What the exercise asks:
From the piece about the Galway hostel, reproduce word for word the stretch that opens with "Apparently, Rachel is" and closes with "style of clothing.".

Document:
The second night in my hostel, a Scottish man introduced himself to me and interpreted my response ('nice to meet you') as a request for his life history. He was in Galway for a wedding, and was going to be seeing his family for the first time in 15 years. He didn't explain why, but I'm pretty sure it had to do with the decible level of his snoring, which woke up the other 5 of us in the dorm and literally made his bed shake. I seriously thought at some point that he was in physical danger of exploding, and I don't know if I wouldn't have been a little bit glad if that actually had happened. It has consistently amazed me, the amount of snoring that goes on in hostels. If I knew that I snored, I think I would at least make an effort to sleep on my side, or back, or whatever position minimized the snoring, or at least get one of those little nose tapes. And I won't give people the benefit of the doubt that they don't know they snore, because there's just no way. For example, a certain, nameless, sister of mine knows that she makes weird eating noises in her sleep, because she has been told by me on numerous family trips. But maybe, after 15 years of living alone on the island of Eigg, that man just had no idea he could cause tremors with his snores.

Apparently, Rachel is keeping tabs on me, because she ended up in Galway the same nights, something we figured out during my second day there, so we went together to the Crane bar, where there was a very nice trad session. The guy tending bar, by the way, was Will Payne. I'm not sure how he got to Ireland when he's supposed to be in school, or why he didn't say hi to me when I ordered drinks, but if it wasn't Will, it was a guy the same height, with the same hair color, haircut, face, and style of clothing.

Recorded information:
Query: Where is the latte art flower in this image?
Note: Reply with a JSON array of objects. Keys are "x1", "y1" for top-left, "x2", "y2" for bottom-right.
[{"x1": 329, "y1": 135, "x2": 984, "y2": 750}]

In response:
Apparently, Rachel is keeping tabs on me, because she ended up in Galway the same nights, something we figured out during my second day there, so we went together to the Crane bar, where there was a very nice trad session. The guy tending bar, by the way, was Will Payne. I'm not sure how he got to Ireland when he's supposed to be in school, or why he didn't say hi to me when I ordered drinks, but if it wasn't Will, it was a guy the same height, with the same hair color, haircut, face, and style of clothing.